# Start of DATASET EXTRACT
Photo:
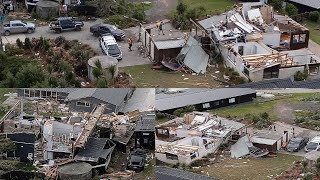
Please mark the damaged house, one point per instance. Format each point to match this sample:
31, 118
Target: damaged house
97, 151
201, 98
144, 131
174, 49
183, 140
259, 44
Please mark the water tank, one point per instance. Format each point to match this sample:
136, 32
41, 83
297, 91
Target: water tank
47, 9
106, 63
75, 171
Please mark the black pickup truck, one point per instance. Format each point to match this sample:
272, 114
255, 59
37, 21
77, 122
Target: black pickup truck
65, 23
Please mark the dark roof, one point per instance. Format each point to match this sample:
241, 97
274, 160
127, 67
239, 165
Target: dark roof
146, 123
281, 83
95, 148
166, 173
166, 101
310, 3
22, 137
267, 84
113, 96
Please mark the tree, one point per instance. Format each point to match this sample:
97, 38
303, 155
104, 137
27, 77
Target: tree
291, 9
314, 16
29, 76
6, 145
98, 70
304, 165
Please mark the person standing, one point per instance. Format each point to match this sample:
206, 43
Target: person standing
130, 43
161, 28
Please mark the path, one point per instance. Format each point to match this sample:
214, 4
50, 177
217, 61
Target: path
130, 58
314, 47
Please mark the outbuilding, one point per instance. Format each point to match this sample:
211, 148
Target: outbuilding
202, 99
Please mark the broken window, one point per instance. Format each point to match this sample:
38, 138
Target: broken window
206, 105
232, 100
171, 156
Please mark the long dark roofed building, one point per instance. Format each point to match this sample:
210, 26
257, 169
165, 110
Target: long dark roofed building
202, 98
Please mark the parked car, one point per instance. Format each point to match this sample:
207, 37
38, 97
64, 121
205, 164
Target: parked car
100, 29
295, 144
65, 23
314, 144
110, 47
137, 160
18, 26
7, 6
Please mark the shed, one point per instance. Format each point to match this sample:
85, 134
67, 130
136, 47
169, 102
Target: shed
106, 63
47, 9
144, 131
271, 140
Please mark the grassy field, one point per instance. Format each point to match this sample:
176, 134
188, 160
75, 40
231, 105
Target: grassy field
245, 169
144, 76
211, 6
314, 34
4, 91
257, 107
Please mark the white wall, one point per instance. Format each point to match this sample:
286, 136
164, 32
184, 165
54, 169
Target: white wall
272, 38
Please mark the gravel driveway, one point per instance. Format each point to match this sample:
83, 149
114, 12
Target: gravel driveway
130, 58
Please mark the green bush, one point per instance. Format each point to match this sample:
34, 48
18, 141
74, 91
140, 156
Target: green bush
314, 16
300, 76
160, 115
27, 43
19, 43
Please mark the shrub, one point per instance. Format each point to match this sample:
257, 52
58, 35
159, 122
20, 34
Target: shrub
27, 43
19, 43
160, 115
300, 76
291, 9
314, 16
59, 40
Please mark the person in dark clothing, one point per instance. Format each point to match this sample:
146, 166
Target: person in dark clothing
130, 43
161, 28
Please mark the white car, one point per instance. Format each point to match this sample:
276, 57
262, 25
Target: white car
314, 144
110, 47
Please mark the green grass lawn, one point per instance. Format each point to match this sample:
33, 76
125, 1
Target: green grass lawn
4, 91
258, 169
211, 6
314, 34
257, 106
144, 76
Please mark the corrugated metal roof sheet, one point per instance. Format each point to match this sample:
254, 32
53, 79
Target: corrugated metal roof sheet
197, 96
166, 173
195, 57
311, 3
170, 44
241, 147
207, 23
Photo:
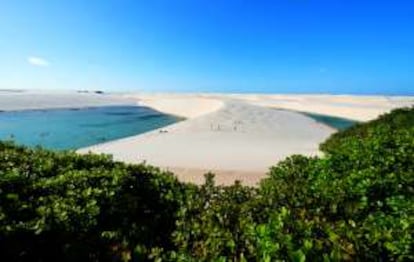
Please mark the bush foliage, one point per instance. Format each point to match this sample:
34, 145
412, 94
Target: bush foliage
355, 203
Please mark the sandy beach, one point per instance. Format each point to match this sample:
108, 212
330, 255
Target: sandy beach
235, 136
238, 137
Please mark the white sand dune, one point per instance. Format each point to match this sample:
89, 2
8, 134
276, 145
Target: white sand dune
188, 106
238, 137
11, 101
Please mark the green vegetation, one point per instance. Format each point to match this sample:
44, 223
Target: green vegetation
355, 203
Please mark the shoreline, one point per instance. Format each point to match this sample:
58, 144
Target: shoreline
238, 137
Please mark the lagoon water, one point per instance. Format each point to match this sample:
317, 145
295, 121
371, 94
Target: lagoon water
334, 122
77, 128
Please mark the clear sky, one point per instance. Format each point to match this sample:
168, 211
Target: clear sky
279, 46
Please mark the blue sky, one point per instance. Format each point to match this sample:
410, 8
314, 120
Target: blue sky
280, 46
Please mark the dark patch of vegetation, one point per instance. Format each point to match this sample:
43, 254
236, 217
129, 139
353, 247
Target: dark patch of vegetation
355, 203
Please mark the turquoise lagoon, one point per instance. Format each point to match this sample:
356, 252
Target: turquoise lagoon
77, 128
334, 122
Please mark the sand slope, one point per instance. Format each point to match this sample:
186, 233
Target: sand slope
237, 137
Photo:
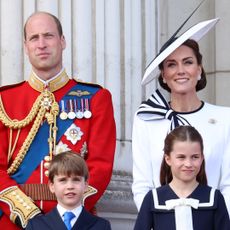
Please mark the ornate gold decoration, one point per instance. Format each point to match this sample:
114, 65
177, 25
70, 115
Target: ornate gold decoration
45, 106
20, 205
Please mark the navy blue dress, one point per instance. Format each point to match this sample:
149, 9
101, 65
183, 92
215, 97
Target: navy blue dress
211, 214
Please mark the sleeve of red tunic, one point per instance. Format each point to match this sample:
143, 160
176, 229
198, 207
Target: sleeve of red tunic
101, 144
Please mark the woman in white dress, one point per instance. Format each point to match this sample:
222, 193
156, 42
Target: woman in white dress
181, 74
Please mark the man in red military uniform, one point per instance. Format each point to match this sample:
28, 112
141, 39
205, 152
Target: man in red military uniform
48, 114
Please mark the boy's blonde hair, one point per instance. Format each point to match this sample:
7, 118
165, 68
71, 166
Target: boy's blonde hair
68, 163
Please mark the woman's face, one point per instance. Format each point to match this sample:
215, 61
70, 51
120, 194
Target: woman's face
181, 71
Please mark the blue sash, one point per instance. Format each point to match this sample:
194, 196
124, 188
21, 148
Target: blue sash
38, 149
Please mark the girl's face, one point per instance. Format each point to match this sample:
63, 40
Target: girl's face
181, 70
185, 160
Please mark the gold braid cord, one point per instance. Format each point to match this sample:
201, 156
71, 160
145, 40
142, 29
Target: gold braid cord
45, 106
20, 205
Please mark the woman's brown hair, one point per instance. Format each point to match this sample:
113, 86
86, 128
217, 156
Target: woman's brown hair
195, 47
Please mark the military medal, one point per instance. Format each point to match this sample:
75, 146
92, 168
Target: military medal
78, 112
71, 113
63, 114
87, 112
73, 134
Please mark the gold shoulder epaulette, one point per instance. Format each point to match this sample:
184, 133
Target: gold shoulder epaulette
20, 205
2, 88
87, 83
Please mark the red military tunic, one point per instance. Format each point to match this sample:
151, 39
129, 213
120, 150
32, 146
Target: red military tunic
97, 136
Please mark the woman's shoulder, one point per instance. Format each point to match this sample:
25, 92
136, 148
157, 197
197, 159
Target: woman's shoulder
216, 107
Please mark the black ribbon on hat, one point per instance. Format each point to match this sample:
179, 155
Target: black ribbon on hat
157, 108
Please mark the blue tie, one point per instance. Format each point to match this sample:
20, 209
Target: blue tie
68, 216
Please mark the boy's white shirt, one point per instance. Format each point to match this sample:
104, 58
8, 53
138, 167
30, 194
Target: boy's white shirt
76, 211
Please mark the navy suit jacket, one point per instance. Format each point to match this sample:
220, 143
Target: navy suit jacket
53, 220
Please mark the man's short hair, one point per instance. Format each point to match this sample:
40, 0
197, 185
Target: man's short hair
56, 20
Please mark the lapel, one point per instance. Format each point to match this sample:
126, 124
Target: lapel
85, 221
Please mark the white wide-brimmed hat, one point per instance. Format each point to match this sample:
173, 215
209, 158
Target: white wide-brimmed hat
196, 32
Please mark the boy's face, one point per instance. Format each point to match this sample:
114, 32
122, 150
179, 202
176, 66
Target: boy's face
68, 190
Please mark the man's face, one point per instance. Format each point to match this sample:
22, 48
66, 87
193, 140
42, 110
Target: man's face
44, 45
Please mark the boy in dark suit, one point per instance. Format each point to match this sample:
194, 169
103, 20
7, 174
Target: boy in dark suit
68, 176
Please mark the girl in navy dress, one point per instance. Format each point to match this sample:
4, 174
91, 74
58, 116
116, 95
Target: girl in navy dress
184, 201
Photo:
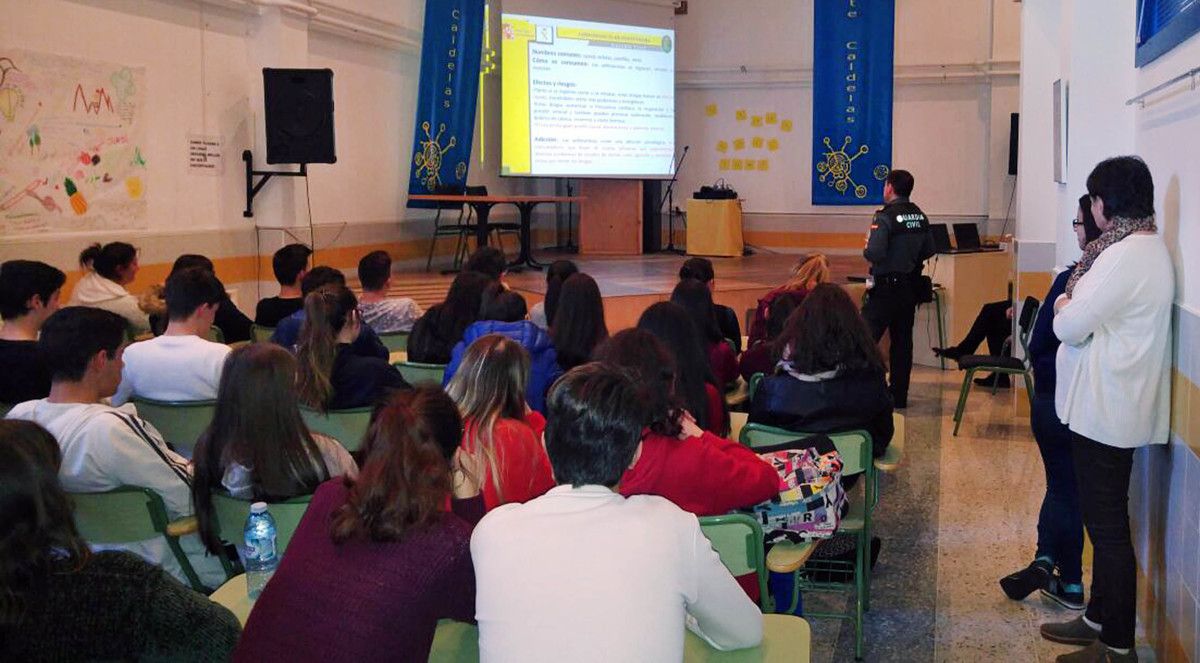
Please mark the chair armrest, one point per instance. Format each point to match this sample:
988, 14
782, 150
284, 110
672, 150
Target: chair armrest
786, 556
186, 525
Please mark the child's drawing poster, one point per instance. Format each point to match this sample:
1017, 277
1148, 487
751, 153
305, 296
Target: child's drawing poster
72, 144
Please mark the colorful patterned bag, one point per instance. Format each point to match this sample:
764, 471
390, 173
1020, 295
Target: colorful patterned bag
810, 502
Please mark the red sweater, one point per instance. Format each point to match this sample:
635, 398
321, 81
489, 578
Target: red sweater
706, 475
363, 601
521, 460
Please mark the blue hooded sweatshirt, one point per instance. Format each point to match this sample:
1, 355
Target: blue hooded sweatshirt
544, 368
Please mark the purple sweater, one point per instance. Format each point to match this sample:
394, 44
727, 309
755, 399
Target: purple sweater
363, 601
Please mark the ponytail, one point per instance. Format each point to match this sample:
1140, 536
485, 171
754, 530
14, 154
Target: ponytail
108, 258
327, 311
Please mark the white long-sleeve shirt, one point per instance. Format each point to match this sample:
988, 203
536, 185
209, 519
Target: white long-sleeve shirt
585, 574
172, 368
1115, 360
97, 292
108, 447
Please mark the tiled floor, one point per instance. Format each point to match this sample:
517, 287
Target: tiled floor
958, 515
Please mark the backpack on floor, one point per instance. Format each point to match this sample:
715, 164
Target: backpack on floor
810, 502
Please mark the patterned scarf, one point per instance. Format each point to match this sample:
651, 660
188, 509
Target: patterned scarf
1120, 230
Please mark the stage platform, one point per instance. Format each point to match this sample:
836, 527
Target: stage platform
631, 284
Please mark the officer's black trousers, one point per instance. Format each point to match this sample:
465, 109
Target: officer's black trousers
893, 309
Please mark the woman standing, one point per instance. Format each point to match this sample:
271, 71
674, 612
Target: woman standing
1057, 567
109, 268
1114, 388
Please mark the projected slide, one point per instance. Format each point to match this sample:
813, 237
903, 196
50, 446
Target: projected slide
586, 99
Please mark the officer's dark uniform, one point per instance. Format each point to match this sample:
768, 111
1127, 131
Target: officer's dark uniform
898, 246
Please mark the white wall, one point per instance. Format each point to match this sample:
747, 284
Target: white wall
955, 87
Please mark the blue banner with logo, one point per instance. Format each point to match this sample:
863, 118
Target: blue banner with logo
447, 97
852, 54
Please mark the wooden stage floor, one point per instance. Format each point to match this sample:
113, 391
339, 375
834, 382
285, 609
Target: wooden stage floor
630, 284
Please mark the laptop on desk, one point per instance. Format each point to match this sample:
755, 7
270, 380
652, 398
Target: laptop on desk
966, 237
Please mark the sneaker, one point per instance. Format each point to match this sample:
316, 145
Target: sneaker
1098, 652
1075, 632
1056, 591
1025, 581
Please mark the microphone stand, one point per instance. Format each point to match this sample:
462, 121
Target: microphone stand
670, 199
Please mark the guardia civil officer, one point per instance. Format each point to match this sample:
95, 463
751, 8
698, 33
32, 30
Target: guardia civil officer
897, 248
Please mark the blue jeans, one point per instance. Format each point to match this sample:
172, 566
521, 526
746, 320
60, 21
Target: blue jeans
1060, 523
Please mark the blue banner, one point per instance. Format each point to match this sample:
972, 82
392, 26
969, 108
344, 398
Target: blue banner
449, 90
852, 53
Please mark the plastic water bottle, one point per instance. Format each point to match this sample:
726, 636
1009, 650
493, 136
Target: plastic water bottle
261, 557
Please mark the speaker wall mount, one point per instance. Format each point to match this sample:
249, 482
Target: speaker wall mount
252, 187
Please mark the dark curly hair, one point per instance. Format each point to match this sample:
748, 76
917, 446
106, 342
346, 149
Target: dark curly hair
36, 527
653, 366
828, 333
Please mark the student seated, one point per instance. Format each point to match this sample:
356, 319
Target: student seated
385, 315
289, 264
701, 269
831, 375
762, 354
29, 293
490, 390
287, 332
233, 323
543, 312
183, 364
333, 374
579, 323
695, 298
807, 274
443, 324
697, 389
63, 602
105, 447
583, 573
699, 471
503, 312
258, 447
108, 269
378, 560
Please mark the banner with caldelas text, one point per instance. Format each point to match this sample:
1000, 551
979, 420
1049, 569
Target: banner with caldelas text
852, 48
447, 97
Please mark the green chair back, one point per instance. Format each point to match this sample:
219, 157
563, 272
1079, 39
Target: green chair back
232, 513
417, 372
179, 422
395, 342
348, 426
261, 334
737, 539
127, 514
855, 447
755, 381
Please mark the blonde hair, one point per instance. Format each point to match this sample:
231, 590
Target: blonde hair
809, 272
489, 386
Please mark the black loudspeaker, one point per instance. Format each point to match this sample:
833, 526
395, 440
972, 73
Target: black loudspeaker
652, 216
299, 115
1014, 124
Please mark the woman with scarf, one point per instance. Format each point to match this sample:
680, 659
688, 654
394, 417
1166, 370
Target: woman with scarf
1113, 390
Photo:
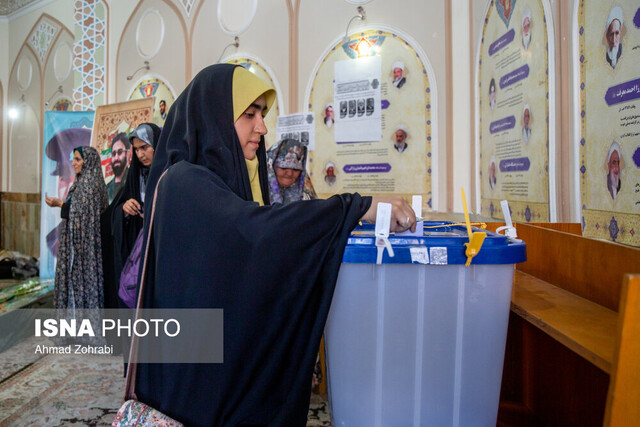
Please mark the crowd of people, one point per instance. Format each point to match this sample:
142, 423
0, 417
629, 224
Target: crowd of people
235, 227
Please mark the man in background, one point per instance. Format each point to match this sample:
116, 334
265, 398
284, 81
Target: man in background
120, 159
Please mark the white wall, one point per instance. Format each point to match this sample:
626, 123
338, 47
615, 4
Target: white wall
320, 23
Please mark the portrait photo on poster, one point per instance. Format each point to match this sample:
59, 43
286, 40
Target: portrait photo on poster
527, 118
614, 165
399, 74
330, 173
328, 118
399, 138
526, 28
614, 31
492, 172
492, 94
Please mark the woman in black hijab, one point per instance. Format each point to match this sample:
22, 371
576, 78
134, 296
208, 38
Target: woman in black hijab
127, 214
216, 243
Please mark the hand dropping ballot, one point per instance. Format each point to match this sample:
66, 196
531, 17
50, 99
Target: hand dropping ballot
383, 224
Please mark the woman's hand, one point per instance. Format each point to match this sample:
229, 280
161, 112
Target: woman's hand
131, 207
54, 202
402, 215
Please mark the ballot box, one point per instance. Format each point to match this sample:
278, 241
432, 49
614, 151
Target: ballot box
418, 339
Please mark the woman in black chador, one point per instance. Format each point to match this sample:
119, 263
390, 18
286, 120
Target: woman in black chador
217, 243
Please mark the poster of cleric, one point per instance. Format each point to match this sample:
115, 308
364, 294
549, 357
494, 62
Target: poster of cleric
609, 117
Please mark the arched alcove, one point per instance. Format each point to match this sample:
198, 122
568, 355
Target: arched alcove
408, 108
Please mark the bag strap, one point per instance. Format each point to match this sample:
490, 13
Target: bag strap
132, 366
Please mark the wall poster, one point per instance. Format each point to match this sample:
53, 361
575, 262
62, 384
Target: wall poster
609, 54
513, 95
378, 79
111, 127
161, 93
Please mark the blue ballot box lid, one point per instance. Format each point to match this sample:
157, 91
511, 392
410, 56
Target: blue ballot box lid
441, 244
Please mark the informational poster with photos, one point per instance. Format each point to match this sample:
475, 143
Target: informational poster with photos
300, 127
161, 93
357, 94
609, 57
513, 92
63, 131
372, 101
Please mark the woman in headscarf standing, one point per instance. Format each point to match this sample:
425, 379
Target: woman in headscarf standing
78, 279
217, 243
127, 218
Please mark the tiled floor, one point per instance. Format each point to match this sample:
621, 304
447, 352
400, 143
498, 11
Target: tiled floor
64, 390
# End of DATASET EXTRACT
Update the items from the line containing "Please mark the bag" through the end of the items, replacing "mark" with "label" and keeping everything else the same.

Please label the bag strap, one point per instance. Format each point to match this sample:
490, 13
Target: bag strap
132, 366
Please label the wall poster, one point per instance. Format each point to match this sample:
53, 361
575, 262
62, 384
Target: wall poster
609, 54
513, 95
378, 79
111, 127
161, 93
Please label the blue ballot box lid, one point per instance. Format each point to match this sample:
157, 91
511, 392
410, 56
Target: blue ballot box lid
441, 244
Please label the informational poster with photos, one point per instance. Format each point to match this sample:
475, 143
Target: informational poster with photos
300, 127
161, 93
357, 94
609, 57
513, 92
63, 131
372, 101
Please label the woman in headscarf standing, one point per instance. Format each point to match this sample:
425, 379
Target: woman in headscarf standing
78, 279
217, 243
127, 218
Please label the tiled floor, one point per instance. Format each point to match this sample:
621, 304
447, 352
400, 143
498, 11
Target: tiled floor
64, 390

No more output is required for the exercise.